Aim of the task:
Display every line of the material below that contains the string "spot". Case counts.

====

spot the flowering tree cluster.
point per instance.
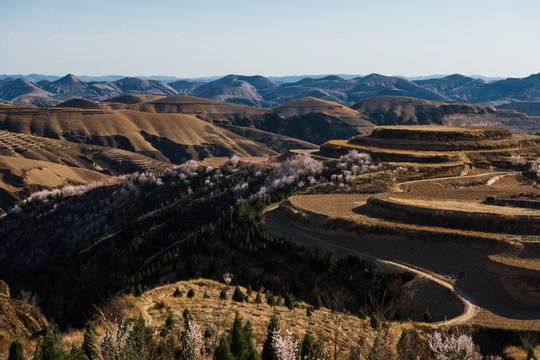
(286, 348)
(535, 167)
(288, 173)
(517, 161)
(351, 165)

====

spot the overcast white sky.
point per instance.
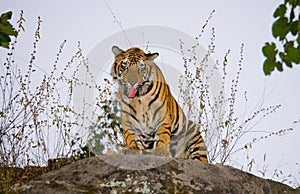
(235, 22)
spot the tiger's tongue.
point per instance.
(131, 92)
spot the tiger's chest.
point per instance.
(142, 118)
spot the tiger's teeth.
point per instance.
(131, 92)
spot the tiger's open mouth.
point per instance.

====

Complete output:
spot the flowering tree cluster.
spot the overcast white sky.
spot the tiger's tongue.
spot the tiger's chest.
spot the tiger's teeth.
spot the tiger's open mouth.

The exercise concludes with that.